[[ Data for this task, beginning ]]
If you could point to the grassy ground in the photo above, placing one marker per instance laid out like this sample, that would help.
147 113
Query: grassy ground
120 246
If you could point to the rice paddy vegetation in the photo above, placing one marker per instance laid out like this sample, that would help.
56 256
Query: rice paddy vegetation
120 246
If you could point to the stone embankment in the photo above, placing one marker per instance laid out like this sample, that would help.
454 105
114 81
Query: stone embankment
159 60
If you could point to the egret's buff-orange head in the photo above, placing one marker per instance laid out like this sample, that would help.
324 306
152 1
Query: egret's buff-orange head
[[ Data for this task, end ]]
**Task requirements**
Go through the entries and copy each line holding the string "would".

**Response**
If you could point to the grassy ground in the photo above, placing one marker per instance laid out like this sample, that would help.
If you could point to the rice paddy vegetation in the photo above, placing one marker per instance laid out like this sample, that would help.
If you could point to the stone embankment in the photo above, placing one marker per instance laid out like this sample, that would help.
If you could point to the egret's buff-orange head in the photo above, placing one marker per instance laid out like this sample, that would help.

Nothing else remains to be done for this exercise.